- _How to complete this task_: Starting at the line that contains "the white parked", return every line through the end of the entries below, exactly and with nothing else.

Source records
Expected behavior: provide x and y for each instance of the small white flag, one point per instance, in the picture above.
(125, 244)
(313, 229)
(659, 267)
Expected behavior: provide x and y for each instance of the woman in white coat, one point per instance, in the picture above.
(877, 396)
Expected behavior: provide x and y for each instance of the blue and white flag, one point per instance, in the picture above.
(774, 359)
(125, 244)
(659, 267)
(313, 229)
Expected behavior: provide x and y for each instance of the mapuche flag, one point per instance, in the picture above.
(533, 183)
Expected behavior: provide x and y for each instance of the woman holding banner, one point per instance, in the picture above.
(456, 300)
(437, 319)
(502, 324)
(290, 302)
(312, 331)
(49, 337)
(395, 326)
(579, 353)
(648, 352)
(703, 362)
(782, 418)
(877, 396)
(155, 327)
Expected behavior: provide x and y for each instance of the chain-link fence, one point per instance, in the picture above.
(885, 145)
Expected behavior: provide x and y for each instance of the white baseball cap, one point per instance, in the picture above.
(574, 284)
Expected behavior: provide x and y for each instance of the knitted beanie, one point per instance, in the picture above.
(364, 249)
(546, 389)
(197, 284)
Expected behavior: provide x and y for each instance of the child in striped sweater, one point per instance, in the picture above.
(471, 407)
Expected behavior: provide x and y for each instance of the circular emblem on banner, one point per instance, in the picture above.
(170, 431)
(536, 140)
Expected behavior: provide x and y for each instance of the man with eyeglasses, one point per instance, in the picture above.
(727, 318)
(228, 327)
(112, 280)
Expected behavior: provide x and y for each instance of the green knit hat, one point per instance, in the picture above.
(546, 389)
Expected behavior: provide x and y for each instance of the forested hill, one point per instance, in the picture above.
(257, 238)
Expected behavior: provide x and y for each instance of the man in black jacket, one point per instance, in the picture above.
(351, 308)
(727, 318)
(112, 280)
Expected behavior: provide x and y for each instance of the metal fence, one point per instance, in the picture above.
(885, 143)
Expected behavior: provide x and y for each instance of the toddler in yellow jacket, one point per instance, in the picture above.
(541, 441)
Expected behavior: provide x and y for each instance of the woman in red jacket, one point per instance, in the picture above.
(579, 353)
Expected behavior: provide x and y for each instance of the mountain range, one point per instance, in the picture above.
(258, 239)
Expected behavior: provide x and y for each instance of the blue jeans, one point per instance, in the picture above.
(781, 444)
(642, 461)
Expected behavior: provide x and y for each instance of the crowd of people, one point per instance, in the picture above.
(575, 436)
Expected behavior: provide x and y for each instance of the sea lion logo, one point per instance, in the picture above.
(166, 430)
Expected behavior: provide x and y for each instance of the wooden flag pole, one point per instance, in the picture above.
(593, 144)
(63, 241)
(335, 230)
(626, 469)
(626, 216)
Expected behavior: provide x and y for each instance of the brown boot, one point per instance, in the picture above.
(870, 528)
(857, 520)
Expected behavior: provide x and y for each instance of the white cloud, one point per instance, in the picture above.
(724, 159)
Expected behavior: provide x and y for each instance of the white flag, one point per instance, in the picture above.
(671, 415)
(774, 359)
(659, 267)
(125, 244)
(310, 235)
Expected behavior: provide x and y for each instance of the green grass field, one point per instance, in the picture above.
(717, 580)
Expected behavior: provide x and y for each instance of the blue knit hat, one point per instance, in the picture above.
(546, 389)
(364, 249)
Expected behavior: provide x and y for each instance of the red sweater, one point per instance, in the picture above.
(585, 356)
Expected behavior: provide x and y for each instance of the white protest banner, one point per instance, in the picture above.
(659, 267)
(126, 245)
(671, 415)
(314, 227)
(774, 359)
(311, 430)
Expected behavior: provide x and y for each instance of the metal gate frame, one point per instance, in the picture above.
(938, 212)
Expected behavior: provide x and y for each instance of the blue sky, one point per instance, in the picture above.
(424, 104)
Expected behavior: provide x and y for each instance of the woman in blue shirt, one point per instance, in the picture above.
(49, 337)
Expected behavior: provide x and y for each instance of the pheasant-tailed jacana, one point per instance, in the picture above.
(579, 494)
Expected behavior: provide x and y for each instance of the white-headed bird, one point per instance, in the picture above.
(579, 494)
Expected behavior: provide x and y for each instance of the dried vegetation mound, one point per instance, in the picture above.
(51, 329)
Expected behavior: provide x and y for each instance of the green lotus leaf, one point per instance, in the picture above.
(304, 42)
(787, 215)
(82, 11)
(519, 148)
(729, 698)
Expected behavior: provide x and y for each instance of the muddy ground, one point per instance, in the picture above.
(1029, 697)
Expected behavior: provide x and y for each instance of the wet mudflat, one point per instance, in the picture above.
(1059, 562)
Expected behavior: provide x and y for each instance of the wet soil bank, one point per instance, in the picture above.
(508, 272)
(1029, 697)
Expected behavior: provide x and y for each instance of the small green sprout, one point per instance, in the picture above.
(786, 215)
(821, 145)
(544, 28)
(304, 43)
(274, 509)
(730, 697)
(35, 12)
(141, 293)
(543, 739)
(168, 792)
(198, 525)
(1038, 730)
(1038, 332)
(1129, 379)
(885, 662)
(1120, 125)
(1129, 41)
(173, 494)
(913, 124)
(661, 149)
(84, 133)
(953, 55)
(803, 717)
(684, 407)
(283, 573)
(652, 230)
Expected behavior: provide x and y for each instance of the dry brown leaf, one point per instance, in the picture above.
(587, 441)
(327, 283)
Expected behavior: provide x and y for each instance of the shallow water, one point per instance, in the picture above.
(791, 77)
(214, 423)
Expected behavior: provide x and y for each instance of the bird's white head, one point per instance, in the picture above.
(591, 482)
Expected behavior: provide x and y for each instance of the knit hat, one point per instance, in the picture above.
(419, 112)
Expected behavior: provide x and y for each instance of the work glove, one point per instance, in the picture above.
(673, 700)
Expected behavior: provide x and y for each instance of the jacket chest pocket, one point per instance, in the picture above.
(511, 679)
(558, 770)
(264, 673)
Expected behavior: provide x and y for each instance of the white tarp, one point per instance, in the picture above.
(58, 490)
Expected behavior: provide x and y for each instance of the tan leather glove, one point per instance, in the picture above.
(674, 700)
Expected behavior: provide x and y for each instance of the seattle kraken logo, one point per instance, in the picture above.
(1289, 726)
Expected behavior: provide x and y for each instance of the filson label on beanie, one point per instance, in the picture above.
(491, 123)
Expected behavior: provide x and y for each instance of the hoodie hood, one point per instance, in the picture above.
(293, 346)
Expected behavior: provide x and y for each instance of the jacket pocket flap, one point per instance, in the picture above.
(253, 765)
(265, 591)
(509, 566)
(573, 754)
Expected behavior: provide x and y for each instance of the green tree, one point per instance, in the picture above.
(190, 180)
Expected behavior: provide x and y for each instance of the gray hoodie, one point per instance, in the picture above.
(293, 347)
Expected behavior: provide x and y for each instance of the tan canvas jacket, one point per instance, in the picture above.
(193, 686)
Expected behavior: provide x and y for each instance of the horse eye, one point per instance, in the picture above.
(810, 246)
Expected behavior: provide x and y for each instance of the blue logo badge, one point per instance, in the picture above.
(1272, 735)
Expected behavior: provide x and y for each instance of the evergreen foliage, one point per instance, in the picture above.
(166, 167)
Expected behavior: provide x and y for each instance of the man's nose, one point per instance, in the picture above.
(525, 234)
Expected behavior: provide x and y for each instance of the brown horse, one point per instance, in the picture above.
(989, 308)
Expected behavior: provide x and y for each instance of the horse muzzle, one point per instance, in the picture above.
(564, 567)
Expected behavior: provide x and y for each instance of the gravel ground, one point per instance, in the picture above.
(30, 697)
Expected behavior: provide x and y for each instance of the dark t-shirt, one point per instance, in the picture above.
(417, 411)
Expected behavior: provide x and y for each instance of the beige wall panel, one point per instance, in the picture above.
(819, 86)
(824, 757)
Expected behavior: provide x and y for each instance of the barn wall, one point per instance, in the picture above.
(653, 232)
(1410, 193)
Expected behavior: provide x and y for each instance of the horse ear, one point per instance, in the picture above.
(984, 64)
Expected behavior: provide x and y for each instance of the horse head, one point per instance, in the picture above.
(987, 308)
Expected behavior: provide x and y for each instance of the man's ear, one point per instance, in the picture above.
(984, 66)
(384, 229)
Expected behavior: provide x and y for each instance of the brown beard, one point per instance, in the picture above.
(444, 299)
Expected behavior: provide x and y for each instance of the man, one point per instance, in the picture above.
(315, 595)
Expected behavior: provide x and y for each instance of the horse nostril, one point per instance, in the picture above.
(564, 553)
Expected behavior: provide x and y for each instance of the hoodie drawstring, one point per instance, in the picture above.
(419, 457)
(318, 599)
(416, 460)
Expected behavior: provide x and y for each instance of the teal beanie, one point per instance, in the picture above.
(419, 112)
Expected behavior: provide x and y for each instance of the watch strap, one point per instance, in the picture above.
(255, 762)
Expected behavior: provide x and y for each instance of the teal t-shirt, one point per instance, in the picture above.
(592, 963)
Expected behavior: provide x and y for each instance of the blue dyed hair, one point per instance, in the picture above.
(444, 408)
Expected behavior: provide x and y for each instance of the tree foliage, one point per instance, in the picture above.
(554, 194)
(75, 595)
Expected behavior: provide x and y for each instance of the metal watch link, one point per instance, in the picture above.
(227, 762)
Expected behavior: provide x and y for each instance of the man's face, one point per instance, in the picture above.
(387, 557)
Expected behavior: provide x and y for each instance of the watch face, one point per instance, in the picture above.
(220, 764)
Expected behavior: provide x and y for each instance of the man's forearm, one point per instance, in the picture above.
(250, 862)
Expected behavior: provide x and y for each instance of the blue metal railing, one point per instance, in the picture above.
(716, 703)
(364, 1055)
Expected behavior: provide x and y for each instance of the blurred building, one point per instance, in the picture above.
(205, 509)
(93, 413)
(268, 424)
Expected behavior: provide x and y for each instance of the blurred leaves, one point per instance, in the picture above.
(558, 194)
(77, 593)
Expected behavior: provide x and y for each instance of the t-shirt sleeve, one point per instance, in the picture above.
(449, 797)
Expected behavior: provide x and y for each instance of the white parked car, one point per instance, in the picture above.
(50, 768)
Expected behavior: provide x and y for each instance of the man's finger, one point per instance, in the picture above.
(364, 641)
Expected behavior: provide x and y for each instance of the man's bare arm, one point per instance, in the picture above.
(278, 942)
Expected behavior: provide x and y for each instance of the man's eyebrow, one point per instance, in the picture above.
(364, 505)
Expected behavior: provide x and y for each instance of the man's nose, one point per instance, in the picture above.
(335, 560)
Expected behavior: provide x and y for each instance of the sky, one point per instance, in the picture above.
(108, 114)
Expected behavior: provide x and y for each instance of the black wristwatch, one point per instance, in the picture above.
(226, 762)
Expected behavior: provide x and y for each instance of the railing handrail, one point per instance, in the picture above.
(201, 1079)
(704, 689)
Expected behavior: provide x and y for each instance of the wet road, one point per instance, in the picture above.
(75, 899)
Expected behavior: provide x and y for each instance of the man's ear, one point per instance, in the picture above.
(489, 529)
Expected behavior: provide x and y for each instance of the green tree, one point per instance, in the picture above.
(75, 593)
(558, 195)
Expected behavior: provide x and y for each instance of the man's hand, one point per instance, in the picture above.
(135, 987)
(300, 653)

- _Task response_:
Expected behavior: provide x and y for each instance of the white parked car, one point per instance, in the picture above.
(50, 768)
Expected behavior: provide x and y for each instance of the man's finger, one point per instance, in the picture above.
(364, 641)
Expected behavior: provide x and y for each instance of the man's bare arm, one point per instance, in the picture above.
(278, 942)
Expected behavior: provide x and y for each instance of the man's eyebrow, one point per instance, in the picture above.
(364, 505)
Expected behavior: provide x and y for each instance of the man's nose, one point per instance, in the picture above.
(335, 560)
Expected behavior: provide x and y for each instance of the sky, one point per instance, in the picture above.
(108, 114)
Expected behavior: provide x and y for each instance of the black wristwatch, one point per instance, in the picture above.
(226, 762)
Expected behavior: provide x and y for each instance of the railing handrail, one point per instance, in the picture above.
(201, 1079)
(704, 689)
Expected behavior: provide x and y for each instance of the wet road, one point per instance, in the picture above.
(75, 899)
Expected behavior: provide x and y for each instance of the man's ear, one point per instance, in the picture above.
(489, 529)
Expected behavior: provide x and y for each instance of the green tree, one point per instance, in the picture above.
(75, 593)
(558, 195)
Expected behavior: provide x and y for each instance of the man's hand, one point per instance, in the picture above.
(135, 987)
(300, 653)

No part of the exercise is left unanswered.